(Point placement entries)
= = = =

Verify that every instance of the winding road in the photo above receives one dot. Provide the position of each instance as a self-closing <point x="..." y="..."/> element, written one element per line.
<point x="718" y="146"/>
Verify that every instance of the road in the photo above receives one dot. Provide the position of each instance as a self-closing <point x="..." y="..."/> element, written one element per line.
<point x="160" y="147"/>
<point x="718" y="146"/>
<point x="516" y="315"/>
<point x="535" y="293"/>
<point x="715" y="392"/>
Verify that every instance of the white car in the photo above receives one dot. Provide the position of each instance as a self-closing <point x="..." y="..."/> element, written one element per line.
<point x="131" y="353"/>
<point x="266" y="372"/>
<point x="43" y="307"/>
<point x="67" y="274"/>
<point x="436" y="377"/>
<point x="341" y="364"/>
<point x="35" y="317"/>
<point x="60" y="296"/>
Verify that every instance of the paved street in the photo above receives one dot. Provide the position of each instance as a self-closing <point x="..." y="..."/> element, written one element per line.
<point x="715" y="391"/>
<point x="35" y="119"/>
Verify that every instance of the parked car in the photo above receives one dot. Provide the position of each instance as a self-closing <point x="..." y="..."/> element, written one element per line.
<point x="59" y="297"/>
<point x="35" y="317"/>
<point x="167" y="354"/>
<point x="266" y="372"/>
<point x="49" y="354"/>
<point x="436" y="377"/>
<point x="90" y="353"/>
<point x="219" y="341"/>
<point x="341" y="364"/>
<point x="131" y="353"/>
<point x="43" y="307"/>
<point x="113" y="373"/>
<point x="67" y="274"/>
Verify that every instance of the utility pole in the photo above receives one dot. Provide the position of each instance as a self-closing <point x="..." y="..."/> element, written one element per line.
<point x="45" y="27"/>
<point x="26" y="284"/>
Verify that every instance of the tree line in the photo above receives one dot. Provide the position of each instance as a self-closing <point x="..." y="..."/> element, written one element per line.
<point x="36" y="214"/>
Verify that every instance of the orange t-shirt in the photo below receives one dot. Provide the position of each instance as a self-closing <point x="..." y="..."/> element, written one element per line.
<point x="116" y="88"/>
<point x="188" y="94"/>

= = = =

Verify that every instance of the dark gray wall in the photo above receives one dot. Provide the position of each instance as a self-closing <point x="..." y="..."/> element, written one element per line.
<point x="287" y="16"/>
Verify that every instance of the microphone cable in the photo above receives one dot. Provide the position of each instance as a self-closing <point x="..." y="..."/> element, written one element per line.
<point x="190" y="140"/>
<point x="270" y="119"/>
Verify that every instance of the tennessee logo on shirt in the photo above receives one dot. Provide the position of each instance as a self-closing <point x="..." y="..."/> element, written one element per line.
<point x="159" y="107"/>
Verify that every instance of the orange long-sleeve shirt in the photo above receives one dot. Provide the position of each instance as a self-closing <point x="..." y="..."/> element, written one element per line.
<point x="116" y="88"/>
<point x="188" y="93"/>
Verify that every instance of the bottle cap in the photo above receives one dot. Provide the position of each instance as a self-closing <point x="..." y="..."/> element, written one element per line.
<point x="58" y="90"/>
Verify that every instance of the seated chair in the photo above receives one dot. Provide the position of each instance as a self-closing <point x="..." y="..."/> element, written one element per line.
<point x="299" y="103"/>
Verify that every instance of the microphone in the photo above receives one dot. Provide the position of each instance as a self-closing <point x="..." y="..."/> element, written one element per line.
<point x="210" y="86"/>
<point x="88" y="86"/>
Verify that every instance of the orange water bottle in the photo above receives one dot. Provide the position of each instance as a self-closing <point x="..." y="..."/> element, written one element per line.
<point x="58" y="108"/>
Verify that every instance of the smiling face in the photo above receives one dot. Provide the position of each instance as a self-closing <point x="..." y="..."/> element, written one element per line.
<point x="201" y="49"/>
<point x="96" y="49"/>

= = = =

• **Given exercise**
How many lines of the entries above contain the word "dark"? Count only matches with the same capitalization, and reply with the number alone.

• **Solution for this exercise**
1